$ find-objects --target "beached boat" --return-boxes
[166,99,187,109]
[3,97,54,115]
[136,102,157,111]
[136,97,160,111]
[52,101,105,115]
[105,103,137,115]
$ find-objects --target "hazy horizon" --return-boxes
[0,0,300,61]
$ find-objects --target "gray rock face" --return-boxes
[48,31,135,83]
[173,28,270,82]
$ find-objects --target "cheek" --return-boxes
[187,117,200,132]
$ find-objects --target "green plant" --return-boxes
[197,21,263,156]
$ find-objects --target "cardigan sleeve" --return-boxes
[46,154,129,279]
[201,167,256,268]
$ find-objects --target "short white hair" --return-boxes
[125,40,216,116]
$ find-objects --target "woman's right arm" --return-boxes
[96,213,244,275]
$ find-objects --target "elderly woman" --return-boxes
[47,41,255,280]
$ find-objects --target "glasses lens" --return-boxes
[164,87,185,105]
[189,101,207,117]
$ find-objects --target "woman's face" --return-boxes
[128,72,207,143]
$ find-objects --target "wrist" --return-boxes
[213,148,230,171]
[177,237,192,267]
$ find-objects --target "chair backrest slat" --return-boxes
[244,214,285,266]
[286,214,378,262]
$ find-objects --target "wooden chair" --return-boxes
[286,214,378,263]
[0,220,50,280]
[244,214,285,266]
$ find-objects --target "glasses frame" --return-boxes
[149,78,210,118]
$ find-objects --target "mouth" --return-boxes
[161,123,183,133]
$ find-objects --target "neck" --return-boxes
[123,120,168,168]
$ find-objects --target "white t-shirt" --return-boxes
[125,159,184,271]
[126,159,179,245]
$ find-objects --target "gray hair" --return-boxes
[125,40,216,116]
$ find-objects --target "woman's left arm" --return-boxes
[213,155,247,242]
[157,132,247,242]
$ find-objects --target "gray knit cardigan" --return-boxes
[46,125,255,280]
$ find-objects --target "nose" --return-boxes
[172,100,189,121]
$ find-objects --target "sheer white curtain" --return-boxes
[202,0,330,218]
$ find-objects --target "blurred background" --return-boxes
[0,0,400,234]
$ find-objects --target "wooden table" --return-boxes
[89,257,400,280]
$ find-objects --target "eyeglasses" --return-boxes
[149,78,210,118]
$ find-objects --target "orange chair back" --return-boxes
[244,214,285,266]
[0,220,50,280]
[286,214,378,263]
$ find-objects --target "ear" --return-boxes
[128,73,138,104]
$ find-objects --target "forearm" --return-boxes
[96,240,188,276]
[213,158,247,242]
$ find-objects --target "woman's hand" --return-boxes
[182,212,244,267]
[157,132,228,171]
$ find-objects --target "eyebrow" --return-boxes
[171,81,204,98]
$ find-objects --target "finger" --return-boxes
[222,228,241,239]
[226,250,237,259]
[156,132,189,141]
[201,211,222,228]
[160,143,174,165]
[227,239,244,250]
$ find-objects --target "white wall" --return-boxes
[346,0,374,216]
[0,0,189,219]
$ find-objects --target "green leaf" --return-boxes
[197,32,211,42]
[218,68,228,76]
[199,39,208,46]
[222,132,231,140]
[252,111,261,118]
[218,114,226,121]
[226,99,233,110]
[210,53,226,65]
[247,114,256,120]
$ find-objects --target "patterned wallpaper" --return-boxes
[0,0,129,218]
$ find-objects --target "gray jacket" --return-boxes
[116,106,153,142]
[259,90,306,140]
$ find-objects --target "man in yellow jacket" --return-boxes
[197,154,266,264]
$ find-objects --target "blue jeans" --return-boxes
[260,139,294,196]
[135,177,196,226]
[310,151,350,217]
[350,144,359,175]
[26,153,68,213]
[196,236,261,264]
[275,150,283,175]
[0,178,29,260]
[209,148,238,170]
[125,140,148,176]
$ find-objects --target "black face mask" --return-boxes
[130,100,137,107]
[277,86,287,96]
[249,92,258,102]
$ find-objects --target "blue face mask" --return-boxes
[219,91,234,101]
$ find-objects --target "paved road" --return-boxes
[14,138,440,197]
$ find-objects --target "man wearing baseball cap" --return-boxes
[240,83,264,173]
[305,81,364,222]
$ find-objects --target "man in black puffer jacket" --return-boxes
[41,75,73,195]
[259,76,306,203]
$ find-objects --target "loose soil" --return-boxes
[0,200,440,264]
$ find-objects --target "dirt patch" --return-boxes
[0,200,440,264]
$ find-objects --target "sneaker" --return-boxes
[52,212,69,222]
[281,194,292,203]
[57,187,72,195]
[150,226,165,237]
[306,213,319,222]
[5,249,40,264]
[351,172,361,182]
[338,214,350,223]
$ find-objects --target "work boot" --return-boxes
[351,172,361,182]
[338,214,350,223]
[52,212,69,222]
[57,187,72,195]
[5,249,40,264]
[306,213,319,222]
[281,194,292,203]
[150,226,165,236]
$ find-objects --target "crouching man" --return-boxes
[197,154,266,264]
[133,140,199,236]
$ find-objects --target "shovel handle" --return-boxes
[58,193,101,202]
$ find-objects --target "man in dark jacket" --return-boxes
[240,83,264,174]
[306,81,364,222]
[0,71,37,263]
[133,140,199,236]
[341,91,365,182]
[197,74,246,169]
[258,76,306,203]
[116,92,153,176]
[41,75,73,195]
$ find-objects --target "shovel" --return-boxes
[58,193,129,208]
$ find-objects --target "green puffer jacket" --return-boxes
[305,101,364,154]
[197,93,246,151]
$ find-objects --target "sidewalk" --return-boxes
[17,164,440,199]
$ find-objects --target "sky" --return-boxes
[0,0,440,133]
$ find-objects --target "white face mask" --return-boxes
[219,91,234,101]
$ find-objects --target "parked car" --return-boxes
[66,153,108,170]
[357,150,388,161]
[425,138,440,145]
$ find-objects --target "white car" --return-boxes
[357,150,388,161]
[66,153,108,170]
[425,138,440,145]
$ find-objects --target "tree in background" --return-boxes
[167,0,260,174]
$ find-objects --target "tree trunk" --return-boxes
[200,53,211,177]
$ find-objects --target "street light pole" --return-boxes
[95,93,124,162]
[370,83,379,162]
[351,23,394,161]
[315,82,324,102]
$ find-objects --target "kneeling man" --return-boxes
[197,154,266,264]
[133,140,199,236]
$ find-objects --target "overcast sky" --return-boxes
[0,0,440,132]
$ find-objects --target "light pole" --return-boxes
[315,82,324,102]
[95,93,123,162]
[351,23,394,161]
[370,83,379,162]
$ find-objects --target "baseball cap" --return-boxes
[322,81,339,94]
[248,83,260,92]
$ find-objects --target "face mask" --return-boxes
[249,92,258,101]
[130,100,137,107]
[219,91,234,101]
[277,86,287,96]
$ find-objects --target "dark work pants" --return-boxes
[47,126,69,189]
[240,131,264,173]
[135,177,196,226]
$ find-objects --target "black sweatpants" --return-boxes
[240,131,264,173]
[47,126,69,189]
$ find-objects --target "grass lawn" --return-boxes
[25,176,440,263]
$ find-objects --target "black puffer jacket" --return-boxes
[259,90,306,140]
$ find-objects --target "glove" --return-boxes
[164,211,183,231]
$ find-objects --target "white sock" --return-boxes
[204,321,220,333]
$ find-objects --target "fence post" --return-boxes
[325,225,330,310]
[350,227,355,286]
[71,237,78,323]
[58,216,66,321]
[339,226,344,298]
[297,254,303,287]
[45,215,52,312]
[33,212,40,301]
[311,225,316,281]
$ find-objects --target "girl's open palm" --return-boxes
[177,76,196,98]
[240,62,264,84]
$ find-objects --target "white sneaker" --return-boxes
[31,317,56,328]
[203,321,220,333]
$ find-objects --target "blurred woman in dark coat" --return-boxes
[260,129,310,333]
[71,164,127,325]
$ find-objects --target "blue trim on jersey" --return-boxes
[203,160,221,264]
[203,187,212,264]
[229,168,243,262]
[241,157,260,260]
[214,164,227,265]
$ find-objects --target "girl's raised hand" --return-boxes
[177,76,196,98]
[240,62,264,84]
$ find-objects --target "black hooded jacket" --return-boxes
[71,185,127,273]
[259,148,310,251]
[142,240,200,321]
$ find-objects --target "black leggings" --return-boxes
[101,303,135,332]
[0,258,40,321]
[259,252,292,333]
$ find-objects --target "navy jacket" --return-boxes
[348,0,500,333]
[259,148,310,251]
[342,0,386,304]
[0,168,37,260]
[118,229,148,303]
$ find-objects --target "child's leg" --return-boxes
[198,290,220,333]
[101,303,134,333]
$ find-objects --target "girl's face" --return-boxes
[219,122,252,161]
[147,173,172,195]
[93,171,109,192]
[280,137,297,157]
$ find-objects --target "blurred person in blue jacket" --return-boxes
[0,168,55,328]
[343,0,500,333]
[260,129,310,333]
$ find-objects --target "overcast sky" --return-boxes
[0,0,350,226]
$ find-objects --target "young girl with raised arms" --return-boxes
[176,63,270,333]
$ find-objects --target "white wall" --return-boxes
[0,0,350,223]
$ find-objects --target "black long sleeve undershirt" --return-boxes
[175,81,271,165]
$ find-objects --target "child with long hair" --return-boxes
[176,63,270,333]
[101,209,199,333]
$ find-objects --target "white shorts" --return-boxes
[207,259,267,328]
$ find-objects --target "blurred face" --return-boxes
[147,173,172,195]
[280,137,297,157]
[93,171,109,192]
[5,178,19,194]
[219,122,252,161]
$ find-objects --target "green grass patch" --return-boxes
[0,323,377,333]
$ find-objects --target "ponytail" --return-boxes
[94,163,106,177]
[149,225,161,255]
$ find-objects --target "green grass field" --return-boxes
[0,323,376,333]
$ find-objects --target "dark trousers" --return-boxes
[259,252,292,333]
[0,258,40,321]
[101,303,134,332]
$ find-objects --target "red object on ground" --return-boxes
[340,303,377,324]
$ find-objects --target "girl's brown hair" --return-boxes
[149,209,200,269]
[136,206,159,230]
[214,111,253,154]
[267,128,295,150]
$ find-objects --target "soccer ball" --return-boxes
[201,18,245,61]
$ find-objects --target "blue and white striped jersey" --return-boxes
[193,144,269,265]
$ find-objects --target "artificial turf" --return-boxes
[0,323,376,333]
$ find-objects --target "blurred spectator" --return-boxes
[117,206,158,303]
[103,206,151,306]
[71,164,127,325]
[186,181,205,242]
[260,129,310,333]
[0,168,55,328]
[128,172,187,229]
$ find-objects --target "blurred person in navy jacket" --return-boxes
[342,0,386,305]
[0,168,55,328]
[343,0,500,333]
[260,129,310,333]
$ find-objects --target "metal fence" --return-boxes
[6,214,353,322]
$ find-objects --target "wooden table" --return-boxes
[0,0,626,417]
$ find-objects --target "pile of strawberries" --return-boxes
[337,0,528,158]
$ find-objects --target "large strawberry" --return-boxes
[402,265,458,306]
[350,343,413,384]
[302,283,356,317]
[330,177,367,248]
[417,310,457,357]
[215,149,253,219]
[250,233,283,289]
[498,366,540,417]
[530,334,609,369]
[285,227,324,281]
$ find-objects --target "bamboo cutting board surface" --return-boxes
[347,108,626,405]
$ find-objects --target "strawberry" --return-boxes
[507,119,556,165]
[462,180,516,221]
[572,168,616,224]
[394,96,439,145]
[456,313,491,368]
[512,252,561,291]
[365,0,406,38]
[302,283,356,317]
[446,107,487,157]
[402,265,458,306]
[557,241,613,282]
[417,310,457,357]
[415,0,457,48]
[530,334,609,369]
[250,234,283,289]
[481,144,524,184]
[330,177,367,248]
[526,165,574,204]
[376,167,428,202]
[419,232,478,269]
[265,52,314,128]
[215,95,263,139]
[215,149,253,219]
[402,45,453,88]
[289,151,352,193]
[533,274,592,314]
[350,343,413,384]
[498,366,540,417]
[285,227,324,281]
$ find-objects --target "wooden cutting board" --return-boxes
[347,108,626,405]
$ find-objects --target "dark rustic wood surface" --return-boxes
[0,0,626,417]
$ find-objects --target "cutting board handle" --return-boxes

■ **DESCRIPTION OF THE TASK**: Please pick out and copy every line in the items above that contains the word "dark". Case counts.

■ **RESPONSE BELOW**:
$ find-objects --target "man in dark jacket" --return-boxes
$ find-objects --target "dark work pants" --return-boxes
$ find-objects --target "blurred woman in dark coat" --return-boxes
$ find-objects --target "dark trousers" --return-boxes
$ find-objects --target "dark rustic wood surface" --return-boxes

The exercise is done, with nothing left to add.